■ DIRECTIONS FOR THIS TASK ■
Where does the word "towel" appear in the data? Copy every line that holds it.

■ RECORDS PROVIDED ■
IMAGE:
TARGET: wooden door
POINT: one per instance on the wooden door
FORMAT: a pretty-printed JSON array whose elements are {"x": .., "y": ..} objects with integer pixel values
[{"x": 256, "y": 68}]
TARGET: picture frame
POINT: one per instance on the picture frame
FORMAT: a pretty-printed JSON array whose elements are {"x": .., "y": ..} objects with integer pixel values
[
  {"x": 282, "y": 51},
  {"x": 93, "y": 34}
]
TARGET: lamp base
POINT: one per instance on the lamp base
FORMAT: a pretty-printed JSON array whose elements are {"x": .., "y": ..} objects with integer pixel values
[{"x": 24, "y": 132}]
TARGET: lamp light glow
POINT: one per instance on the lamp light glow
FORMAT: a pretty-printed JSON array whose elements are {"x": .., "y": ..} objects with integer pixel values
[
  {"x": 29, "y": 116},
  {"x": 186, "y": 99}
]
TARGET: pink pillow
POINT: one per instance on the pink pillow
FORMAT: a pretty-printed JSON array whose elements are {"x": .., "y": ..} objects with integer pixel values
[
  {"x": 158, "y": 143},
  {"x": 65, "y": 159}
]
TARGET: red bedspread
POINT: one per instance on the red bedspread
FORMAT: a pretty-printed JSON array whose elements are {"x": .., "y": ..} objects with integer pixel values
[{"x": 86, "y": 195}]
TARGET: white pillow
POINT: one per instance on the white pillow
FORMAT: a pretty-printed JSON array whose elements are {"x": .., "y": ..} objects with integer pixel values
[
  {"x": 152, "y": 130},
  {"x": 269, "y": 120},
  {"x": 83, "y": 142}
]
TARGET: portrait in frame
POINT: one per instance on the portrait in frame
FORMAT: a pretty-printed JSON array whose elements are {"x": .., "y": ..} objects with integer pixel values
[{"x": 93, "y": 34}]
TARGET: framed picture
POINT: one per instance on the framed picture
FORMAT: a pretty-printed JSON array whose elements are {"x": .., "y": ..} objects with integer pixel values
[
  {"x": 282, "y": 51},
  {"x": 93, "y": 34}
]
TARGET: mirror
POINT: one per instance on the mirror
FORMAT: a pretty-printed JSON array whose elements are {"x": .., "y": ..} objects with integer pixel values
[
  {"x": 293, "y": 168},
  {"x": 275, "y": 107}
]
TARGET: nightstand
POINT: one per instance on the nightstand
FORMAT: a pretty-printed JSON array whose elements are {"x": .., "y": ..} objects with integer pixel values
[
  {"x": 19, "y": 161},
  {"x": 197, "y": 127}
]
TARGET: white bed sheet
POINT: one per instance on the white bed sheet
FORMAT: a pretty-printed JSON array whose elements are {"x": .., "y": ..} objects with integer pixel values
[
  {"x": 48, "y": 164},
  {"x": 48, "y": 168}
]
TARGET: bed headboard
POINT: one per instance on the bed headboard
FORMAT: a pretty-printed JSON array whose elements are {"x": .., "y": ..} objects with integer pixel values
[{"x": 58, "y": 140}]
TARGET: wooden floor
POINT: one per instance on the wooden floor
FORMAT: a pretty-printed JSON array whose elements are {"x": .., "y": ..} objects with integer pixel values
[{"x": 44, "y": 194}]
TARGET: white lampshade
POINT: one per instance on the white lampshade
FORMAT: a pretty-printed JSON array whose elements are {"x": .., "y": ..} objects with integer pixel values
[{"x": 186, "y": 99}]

==

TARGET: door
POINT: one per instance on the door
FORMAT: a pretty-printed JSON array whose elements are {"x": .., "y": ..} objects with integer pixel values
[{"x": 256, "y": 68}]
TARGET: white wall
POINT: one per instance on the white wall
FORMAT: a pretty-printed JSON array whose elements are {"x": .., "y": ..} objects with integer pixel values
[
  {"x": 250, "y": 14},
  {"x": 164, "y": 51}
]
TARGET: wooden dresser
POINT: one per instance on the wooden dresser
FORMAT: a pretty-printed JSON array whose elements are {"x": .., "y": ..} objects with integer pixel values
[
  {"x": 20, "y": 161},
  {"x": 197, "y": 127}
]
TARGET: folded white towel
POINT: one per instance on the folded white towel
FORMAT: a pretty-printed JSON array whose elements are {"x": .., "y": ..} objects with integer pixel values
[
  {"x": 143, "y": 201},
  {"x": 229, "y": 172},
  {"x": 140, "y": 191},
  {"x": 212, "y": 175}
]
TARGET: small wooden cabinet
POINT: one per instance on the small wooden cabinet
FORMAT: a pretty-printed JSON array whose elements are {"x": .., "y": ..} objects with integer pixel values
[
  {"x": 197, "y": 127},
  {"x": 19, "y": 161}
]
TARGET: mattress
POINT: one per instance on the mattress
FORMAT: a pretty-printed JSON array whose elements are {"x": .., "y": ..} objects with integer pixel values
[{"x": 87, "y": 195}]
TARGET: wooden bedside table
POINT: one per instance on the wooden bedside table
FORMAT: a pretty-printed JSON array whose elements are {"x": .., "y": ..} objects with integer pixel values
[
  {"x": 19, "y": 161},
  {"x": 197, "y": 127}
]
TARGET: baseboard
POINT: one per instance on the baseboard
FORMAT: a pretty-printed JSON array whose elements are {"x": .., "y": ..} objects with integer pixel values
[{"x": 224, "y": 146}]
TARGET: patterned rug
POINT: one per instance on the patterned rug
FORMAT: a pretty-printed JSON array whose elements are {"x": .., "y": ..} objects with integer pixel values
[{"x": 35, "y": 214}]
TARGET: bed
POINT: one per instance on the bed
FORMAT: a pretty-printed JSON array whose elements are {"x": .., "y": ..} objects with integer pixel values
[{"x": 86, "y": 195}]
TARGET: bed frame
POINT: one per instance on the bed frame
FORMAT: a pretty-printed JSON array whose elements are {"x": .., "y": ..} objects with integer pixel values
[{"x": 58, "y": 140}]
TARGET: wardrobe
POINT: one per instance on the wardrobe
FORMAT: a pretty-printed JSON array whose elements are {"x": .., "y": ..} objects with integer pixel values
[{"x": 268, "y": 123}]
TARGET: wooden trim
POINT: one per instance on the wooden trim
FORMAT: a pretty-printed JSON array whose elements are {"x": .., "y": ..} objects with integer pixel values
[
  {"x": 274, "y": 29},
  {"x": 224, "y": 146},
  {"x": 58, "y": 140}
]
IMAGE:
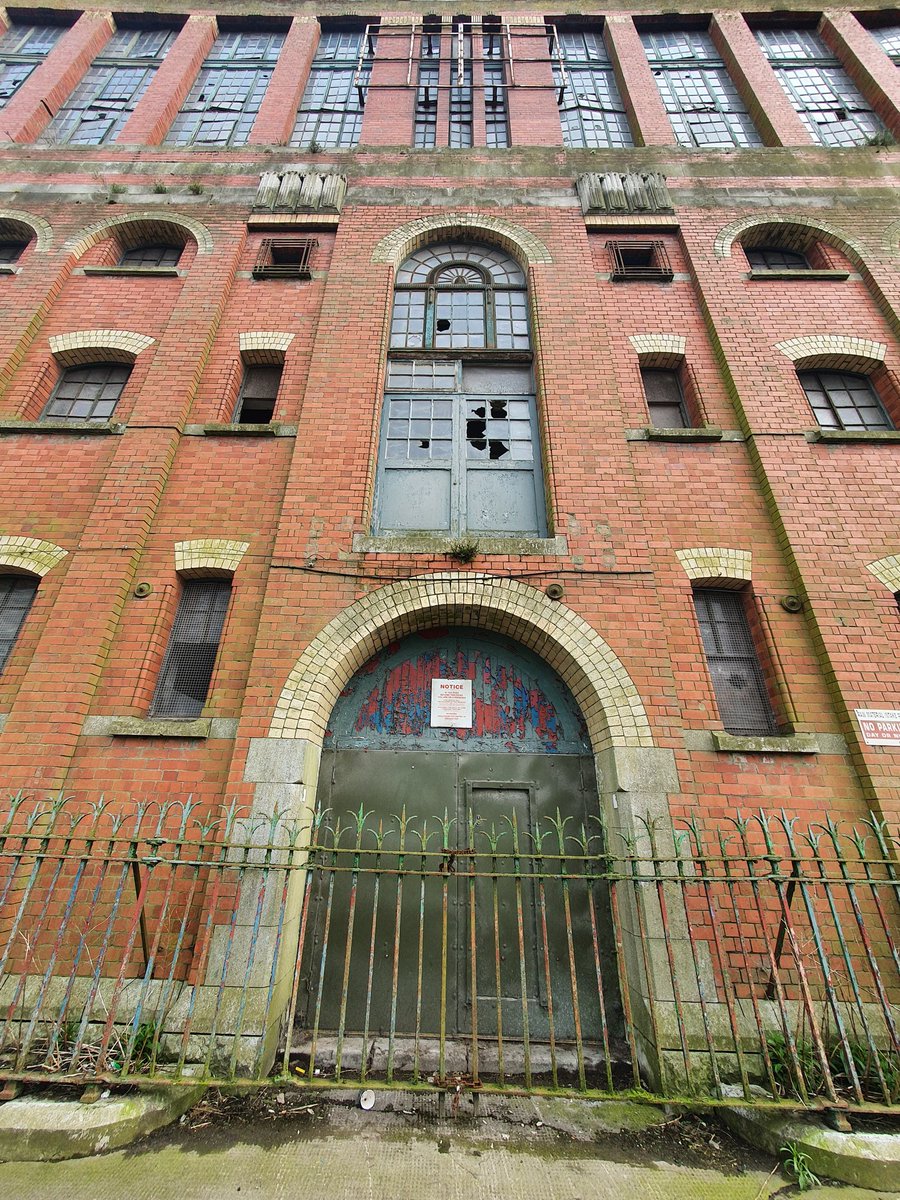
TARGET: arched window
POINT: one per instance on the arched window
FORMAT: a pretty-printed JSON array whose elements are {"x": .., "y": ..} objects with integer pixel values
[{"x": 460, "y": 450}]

■ RESULT ■
TARGET: folded white towel
POINT: one per instance on the folded white towel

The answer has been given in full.